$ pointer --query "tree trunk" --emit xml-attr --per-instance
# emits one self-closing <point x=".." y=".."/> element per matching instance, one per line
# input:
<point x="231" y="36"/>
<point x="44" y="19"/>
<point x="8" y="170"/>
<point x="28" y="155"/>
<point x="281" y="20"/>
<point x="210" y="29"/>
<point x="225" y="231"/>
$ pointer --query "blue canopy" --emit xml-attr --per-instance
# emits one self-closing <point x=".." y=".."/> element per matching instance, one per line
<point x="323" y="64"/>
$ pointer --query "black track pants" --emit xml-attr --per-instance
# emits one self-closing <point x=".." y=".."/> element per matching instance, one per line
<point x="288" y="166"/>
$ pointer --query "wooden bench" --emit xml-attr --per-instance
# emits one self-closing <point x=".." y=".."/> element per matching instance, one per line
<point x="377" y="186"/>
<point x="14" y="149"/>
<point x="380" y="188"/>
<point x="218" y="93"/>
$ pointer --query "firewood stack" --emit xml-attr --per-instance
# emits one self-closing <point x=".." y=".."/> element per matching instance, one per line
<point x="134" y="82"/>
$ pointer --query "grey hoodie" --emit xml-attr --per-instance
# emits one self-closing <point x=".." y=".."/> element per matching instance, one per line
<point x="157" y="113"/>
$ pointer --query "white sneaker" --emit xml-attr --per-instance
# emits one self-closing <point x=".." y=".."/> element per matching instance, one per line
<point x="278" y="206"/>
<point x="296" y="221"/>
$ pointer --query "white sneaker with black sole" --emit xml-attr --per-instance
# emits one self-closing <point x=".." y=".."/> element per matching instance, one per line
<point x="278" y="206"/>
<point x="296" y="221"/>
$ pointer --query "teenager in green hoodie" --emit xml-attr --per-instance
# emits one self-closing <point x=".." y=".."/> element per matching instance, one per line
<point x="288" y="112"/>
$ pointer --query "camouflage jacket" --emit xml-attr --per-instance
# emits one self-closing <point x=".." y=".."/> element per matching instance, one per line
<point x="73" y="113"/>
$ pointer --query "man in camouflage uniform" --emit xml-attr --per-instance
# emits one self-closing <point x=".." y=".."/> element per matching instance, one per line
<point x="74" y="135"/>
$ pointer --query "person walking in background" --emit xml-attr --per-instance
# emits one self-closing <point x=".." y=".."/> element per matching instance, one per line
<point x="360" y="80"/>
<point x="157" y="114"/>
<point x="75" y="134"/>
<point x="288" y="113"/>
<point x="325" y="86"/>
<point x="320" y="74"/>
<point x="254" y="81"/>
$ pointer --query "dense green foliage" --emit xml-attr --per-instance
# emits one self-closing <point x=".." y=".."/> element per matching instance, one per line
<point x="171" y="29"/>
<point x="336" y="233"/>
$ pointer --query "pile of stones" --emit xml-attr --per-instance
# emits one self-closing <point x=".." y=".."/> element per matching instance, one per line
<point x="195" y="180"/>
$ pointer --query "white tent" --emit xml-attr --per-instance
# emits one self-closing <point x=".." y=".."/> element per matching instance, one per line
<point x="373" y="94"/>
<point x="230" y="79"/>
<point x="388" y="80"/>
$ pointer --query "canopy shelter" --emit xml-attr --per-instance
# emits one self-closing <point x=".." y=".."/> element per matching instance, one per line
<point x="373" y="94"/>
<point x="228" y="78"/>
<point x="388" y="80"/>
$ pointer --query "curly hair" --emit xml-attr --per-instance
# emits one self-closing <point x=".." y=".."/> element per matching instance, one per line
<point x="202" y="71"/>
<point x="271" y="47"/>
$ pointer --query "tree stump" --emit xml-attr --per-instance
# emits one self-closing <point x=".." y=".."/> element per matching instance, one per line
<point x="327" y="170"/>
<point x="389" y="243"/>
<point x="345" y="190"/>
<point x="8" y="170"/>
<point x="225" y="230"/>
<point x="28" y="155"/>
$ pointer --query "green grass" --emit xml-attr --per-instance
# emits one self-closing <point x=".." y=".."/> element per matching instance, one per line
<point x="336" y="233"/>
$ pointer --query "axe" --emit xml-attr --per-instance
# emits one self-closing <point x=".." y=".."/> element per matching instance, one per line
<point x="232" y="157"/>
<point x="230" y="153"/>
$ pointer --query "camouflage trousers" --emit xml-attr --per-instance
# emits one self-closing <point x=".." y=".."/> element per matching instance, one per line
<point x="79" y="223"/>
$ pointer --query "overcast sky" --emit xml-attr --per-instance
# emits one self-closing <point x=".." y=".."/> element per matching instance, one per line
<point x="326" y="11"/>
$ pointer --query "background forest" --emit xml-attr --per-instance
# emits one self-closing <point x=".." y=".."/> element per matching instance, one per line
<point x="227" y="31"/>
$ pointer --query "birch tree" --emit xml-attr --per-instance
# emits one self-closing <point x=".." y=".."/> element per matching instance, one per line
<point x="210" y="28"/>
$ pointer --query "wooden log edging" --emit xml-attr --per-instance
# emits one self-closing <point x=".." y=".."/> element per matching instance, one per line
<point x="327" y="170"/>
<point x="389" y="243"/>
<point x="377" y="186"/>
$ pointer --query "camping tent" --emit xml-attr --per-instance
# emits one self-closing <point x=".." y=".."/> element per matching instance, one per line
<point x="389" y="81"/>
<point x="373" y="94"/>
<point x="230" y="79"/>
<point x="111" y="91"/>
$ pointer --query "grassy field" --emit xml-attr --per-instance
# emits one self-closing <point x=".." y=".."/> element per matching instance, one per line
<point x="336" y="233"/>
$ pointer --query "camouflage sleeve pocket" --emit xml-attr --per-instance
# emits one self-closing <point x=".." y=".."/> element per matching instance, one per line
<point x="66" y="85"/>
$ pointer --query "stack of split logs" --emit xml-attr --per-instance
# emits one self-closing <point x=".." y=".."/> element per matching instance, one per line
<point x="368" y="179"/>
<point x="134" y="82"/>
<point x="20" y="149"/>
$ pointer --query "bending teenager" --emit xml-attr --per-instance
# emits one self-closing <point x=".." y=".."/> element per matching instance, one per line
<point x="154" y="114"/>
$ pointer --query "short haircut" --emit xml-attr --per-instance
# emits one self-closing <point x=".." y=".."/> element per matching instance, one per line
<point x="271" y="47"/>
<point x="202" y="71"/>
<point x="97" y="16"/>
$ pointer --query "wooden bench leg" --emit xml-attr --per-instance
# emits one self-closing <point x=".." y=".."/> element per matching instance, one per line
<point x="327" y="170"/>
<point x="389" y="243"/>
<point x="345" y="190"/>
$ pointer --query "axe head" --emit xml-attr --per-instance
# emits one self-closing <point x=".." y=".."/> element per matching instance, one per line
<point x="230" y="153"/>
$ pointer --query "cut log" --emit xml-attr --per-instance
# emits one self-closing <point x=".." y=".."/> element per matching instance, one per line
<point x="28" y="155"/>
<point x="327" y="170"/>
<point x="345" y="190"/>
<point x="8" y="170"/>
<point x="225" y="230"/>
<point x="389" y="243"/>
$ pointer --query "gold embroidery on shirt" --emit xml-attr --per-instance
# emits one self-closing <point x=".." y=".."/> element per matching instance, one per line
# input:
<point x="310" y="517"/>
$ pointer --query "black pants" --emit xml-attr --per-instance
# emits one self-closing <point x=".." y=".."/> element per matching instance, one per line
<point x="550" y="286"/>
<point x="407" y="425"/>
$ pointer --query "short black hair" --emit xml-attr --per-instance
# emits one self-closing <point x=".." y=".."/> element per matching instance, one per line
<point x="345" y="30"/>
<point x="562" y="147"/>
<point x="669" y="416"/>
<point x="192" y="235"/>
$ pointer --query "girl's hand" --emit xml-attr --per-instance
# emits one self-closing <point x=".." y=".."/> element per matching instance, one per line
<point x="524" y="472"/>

##########

TO DO - Output the listing above exactly as it appears.

REPLY TO THE TASK -
$ pointer --query "tree trunk" --emit xml-attr --per-instance
# emits one self-closing <point x=".." y=".."/> element per matching instance, one per line
# input:
<point x="231" y="36"/>
<point x="44" y="19"/>
<point x="8" y="170"/>
<point x="28" y="155"/>
<point x="281" y="20"/>
<point x="210" y="29"/>
<point x="225" y="231"/>
$ pointer --query "blue canopy" --emit xml-attr --per-instance
# emits one self-closing <point x=".." y=".."/> element per matching instance, one per line
<point x="323" y="64"/>
$ pointer --query "black track pants" --emit xml-attr --per-instance
# emits one self-closing <point x=".." y=".."/> element per matching instance, one per line
<point x="288" y="166"/>
$ pointer --query "wooden bench" --emit xml-attr --per-instance
# emits one self-closing <point x=".." y=".."/> element per matching instance, one per line
<point x="377" y="186"/>
<point x="14" y="149"/>
<point x="380" y="188"/>
<point x="218" y="93"/>
$ pointer --query "firewood stack" --emit xml-attr --per-instance
# emits one self-closing <point x=".." y=".."/> element per matching instance, one per line
<point x="134" y="82"/>
$ pointer --query "grey hoodie" --emit xml-attr --per-instance
# emits one self-closing <point x=".." y=".."/> element per matching instance, one per line
<point x="157" y="113"/>
$ pointer --query "white sneaker" --emit xml-attr --per-instance
# emits one self-closing <point x=".." y=".."/> element per matching instance, one per line
<point x="278" y="206"/>
<point x="296" y="221"/>
$ pointer --query "white sneaker with black sole" --emit xml-attr --per-instance
# emits one self-closing <point x=".." y=".."/> element per matching instance, one per line
<point x="278" y="206"/>
<point x="296" y="221"/>
$ pointer --query "teenager in green hoodie" --emit xml-attr --per-instance
# emits one self-closing <point x=".." y=".."/> element per matching instance, one per line
<point x="288" y="112"/>
$ pointer --query "camouflage jacket" --emit xml-attr --per-instance
# emits one self-closing <point x=".." y=".."/> element per matching instance, one per line
<point x="73" y="113"/>
$ pointer --query "man in camouflage uniform" --emit xml-attr --per-instance
# emits one self-closing <point x=".." y=".."/> element per matching instance, one per line
<point x="74" y="135"/>
$ pointer --query "person walking in background" --emit xml-attr --per-instance
# emits one self-closing <point x=".." y=".."/> element per matching instance, one per line
<point x="360" y="80"/>
<point x="157" y="114"/>
<point x="75" y="134"/>
<point x="288" y="113"/>
<point x="325" y="86"/>
<point x="320" y="74"/>
<point x="254" y="81"/>
$ pointer --query "dense green foliage" --emit xml-attr --per-instance
# emits one self-closing <point x=".." y=".."/> element per matching instance, one per line
<point x="171" y="29"/>
<point x="336" y="233"/>
$ pointer --query "pile of stones" --emit xml-attr --per-instance
# emits one self-closing <point x=".." y=".."/> element per matching instance, one per line
<point x="195" y="180"/>
$ pointer --query "white tent" --emit xml-attr --per-instance
# emits one self-closing <point x=".." y=".."/> element per matching instance, one per line
<point x="373" y="94"/>
<point x="230" y="79"/>
<point x="388" y="80"/>
$ pointer --query "canopy shelter" --emit xml-attr --per-instance
# emits one self-closing <point x=".." y=".."/> element per matching instance, one per line
<point x="373" y="94"/>
<point x="228" y="78"/>
<point x="388" y="80"/>
$ pointer --query "curly hair" --emit xml-attr --per-instance
# emits one self-closing <point x=".." y=".."/> element per matching instance, one per line
<point x="202" y="71"/>
<point x="271" y="47"/>
$ pointer --query "tree stump" --emit xml-attr --per-instance
# emits one self-closing <point x=".." y=".."/> element per matching instance, one per line
<point x="327" y="170"/>
<point x="389" y="243"/>
<point x="345" y="190"/>
<point x="8" y="170"/>
<point x="225" y="230"/>
<point x="28" y="155"/>
$ pointer --query "green grass" --emit xml-attr --per-instance
# emits one self-closing <point x=".." y=".."/> element per matching instance, one per line
<point x="336" y="233"/>
$ pointer --query "axe" --emit xml-attr --per-instance
# emits one self-closing <point x=".." y=".."/> element per matching instance, one per line
<point x="232" y="157"/>
<point x="230" y="153"/>
$ pointer --query "camouflage trousers" --emit xml-attr --per-instance
# emits one self-closing <point x=".." y=".."/> element per matching instance, one per line
<point x="79" y="223"/>
$ pointer --query "overcast sky" --emit xml-attr --per-instance
# emits one self-closing <point x=".." y=".."/> element per matching instance, one per line
<point x="326" y="11"/>
$ pointer --query "background forest" --emit xml-attr --per-instance
# emits one self-closing <point x=".." y=".."/> element per matching instance, one per line
<point x="227" y="31"/>
$ pointer --query "birch tree" --emit xml-attr --per-instance
# emits one self-closing <point x=".." y=".."/> element per matching instance, one per line
<point x="210" y="28"/>
$ pointer --query "wooden log edging" --emit xml-attr --per-instance
# emits one self-closing <point x=".." y=".."/> element per matching instance, one per line
<point x="327" y="170"/>
<point x="389" y="243"/>
<point x="377" y="186"/>
$ pointer --query "camping tent" --emit xml-attr --per-instance
# emits one self-closing <point x=".." y=".."/> element per matching instance, one per line
<point x="389" y="81"/>
<point x="373" y="94"/>
<point x="230" y="79"/>
<point x="111" y="91"/>
$ pointer --query "grassy field" --emit xml-attr --per-instance
# emits one self-closing <point x=".." y=".."/> element per matching instance, one per line
<point x="336" y="233"/>
$ pointer --query "camouflage sleeve pocket" --emit xml-attr --per-instance
# emits one self-closing <point x=".." y=".."/> element per matching instance, one per line
<point x="66" y="85"/>
$ pointer --query "stack of split logs" --emit xml-attr --per-instance
# emits one self-closing <point x=".." y=".."/> element per matching instance, one per line
<point x="368" y="179"/>
<point x="134" y="82"/>
<point x="20" y="149"/>
$ pointer --query "bending teenager" --emit xml-attr --per-instance
# emits one self-closing <point x=".." y=".."/> element per matching instance, one per line
<point x="154" y="114"/>
$ pointer --query "short haircut" --emit xml-attr --per-instance
# emits one self-closing <point x=".." y=".."/> element per matching instance, one per line
<point x="271" y="47"/>
<point x="202" y="71"/>
<point x="97" y="16"/>
$ pointer --query "wooden bench leg" --emit xml-attr --per-instance
# emits one self-closing <point x=".." y=".."/> element per matching instance, one per line
<point x="327" y="170"/>
<point x="389" y="243"/>
<point x="345" y="190"/>
$ pointer --query "axe head" --emit xml-attr --per-instance
# emits one self-closing <point x=".." y=".."/> element per matching instance, one per line
<point x="230" y="153"/>
$ pointer --query "cut log" --emit xml-attr --per-instance
# emits one self-closing <point x=".." y=".."/> element per matching instance, one per line
<point x="28" y="155"/>
<point x="327" y="170"/>
<point x="345" y="190"/>
<point x="8" y="170"/>
<point x="225" y="230"/>
<point x="389" y="243"/>
$ pointer --query "gold embroidery on shirt" --emit xml-attr --per-instance
# emits one self-closing <point x=".." y=".."/> element per matching instance, one per line
# input:
<point x="310" y="517"/>
$ pointer --query "black pants" --emit xml-attr --per-instance
# emits one self-closing <point x=".." y=".."/> element per matching instance, one per line
<point x="550" y="286"/>
<point x="407" y="425"/>
$ pointer --query "short black hair" --emit xml-attr --per-instance
# emits one self-closing <point x=".." y=".."/> element per matching instance, one per line
<point x="345" y="30"/>
<point x="562" y="147"/>
<point x="669" y="416"/>
<point x="192" y="235"/>
$ pointer --query "girl's hand" --emit xml-attr --per-instance
# emits one self-closing <point x=".." y=".."/> element per matching instance, one per line
<point x="524" y="472"/>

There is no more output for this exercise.